Input rows →
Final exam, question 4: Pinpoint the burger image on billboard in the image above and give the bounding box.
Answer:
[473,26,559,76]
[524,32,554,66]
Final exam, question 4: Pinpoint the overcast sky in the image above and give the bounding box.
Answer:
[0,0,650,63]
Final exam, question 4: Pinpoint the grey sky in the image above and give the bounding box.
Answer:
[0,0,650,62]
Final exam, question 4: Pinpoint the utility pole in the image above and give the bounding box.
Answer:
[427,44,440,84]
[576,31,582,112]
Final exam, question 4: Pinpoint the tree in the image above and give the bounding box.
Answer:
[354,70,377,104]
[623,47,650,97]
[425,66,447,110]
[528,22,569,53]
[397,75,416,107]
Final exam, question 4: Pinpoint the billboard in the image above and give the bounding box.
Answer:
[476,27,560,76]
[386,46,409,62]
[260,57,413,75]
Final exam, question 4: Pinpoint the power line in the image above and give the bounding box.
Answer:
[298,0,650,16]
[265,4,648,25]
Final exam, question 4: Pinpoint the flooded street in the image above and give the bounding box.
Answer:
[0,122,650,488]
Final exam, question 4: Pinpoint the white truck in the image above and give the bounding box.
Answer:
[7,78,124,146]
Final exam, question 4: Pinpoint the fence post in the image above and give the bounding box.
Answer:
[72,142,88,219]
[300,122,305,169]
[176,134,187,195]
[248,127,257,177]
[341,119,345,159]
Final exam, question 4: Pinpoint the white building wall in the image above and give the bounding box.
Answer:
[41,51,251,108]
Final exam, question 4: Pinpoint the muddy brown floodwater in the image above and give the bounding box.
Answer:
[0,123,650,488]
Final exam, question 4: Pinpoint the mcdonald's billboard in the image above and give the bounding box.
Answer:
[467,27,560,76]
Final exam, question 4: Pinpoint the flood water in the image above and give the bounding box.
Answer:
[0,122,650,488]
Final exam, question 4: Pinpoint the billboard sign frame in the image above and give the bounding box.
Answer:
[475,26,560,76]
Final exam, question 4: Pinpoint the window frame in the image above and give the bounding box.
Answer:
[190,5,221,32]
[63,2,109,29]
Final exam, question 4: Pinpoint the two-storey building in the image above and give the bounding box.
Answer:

Exercise →
Reproduce verbatim the items from the line containing "Final exam, question 4: Pinpoint the flooded" up to and including the line containing "[7,78,124,146]".

Problem solution →
Final exam, question 4: Pinpoint the flooded street in the image above and give the bounding box.
Answer:
[0,122,650,488]
Final exam, question 4: Pinpoint the white truck in the image above and give the bounding box.
Answer:
[7,78,124,146]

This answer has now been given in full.